> _SET TASKS_:
1 – Can you transcribe the part of the Rendition Vérité 1000 review starting with "Hi-Octane on 3D" and going on through "channel of Vetz."?
2 – Could you go on with the Rendition Vérité 1000 review from the point where it stops?

>> START TEXT PASSAGE

Rendition Verite V1000 review

Standout from the start

Rendition was another of venture-funded companies developing low-cost 3d chips for PCs. In September 1995 they revealed first product in test stepping, the Vérité 1000. More attention than the hardware got a list of software developers supporting it. Among them were companies writing gaming history like id Software, Looking Glass and Papyrus. Rendition was opened to input from outside, allowed software developers to influence development to ensure good real world performance. And the strategy worked, proprietary Speedy3D API gained some foothold. Very promising for Rendition was Direct3d development. First D3d driver was written at Redmond together with Microsoft guys just finishing first version of the API. By the end of 1995 Direct3d accelerated by V1000 was publicly demonstrated and Rendition could proudly name it reference platform. However, chip mass production was getting delayed and board were not available until October-September 1996, like if one or two more chip respins were needed. Too late to avoid Voodoo, pricing had to be aggressive. Solid number of AIB partners offered Vérité cards. Creative was first, Intergraph followed. Game Publisher Sierra was so impressed with Papyrus'es use of Vérité that they decided to sell V1000 cards under their name.

Hi-Octane on 3D Blaster PCI

Maintaining CGL compatibility across different architectures was no trivial task. For example patch for Bullfrog's racing title was planned, but never released. Vetz however got hold of it and recorded the game running on Creative Blaster PCI. Now we can see how would the game look with bilinear texture filtering:

To see more videos of old 3d accelerators visit youtube channel of Vetz.

>> END TEXT PASSAGE
>> START INFORMATION SHOWN

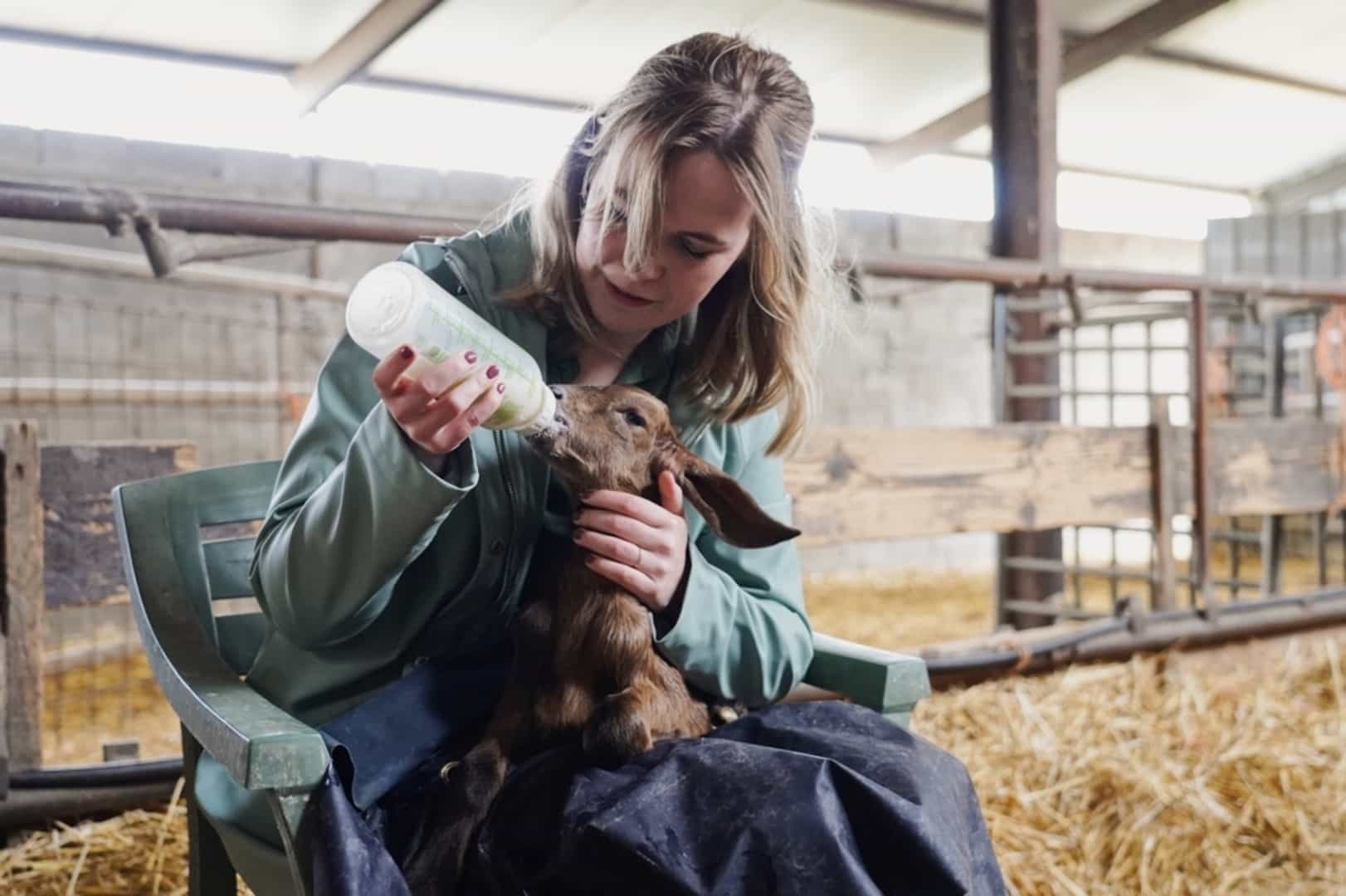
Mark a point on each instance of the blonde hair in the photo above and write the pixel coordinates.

>> END INFORMATION SHOWN

> _EXPECTED RESPONSES_:
1 –
Hi-Octane on 3D Blaster PCI

Maintaining CGL compatibility across different architectures was no trivial task. For example patch for Bullfrog's racing title was planned, but never released. Vetz however got hold of it and recorded the game running on Creative Blaster PCI. Now we can see how would the game look with bilinear texture filtering:

To see more videos of old 3d accelerators visit youtube channel of Vetz.

2 –
Creative 3D Blaster PCI

Proof of Rendition's momentum is Creative's surprising divorce with 3Dlabs. For new 3D Blaster they picked V1000 and prepared for it some old and new CGL games. But the most anticipated part of the bundle was certainly floppy with VQuake, first hardware accelerated version of Id Software's first truly 3d game. Thanks to CGL and Speedy3D V1000 had almost 20 3d games ready upon launch. V1000E runs at 50 MHz synchronously with EDO DRAM. You can see Vérité 1000 needs external clock generator and ramdac, so there were still reserves in integration.

Canopus Total3D

At the end of the year Rendition produced lower powered version of V1000. It allowed for 20% percent faster clocks and Canopus was first to use it for their board with stereo 3d rendering support. The later graphics chip revision is marked V1000L-P, old 5 Volt logic was replaced with 3.3V. This was the first Vérité I tested. Since Canopus claimed 30 Mpixel/s fillrates and memory is rated for 60 MHz, it is a safe bet to expect same chip clock. It might still not be the fastest board, Miro's VRX for example had 35ns DRAM. Problem is I did not find any tool capable detecting or changing clocks. All V1000 cards carry 4 MB of EDO RAM connected through 64 bit bus, at 60 MHz should provide 500 MB/s peak bandwidth. V1000 does not behave as particularly bandwidth efficient card and significantly slows down in depth buffered and heavily alpha blended scenes. Whether it is caused by the architecture or little memory bandwidth I dare not to guess. Vérité was made mainly for 3d gaming and did not aim at high resolutions, 135 MHz ramdac would not let it anyway. 100 Hz at 640x480 might seem enough, but do not forget a board with stereo 3D rendering like this Total3D needs double the usual refresh. Stability can be an achilles heel of Vérité. V1000 features asynchronous DMA engine minimizing CPU interruptions, but it caused some compatibility issues. In case of problems disable any write combining and make sure your motherboard handles DMA properly. Even then, you may experience more lock ups than with any other board. The built-in CPU stores its code in local memory and any improper write to that area means game over and pushing reset. Rendition calls the CPU code a microcode, but firmware is a more appropriate name.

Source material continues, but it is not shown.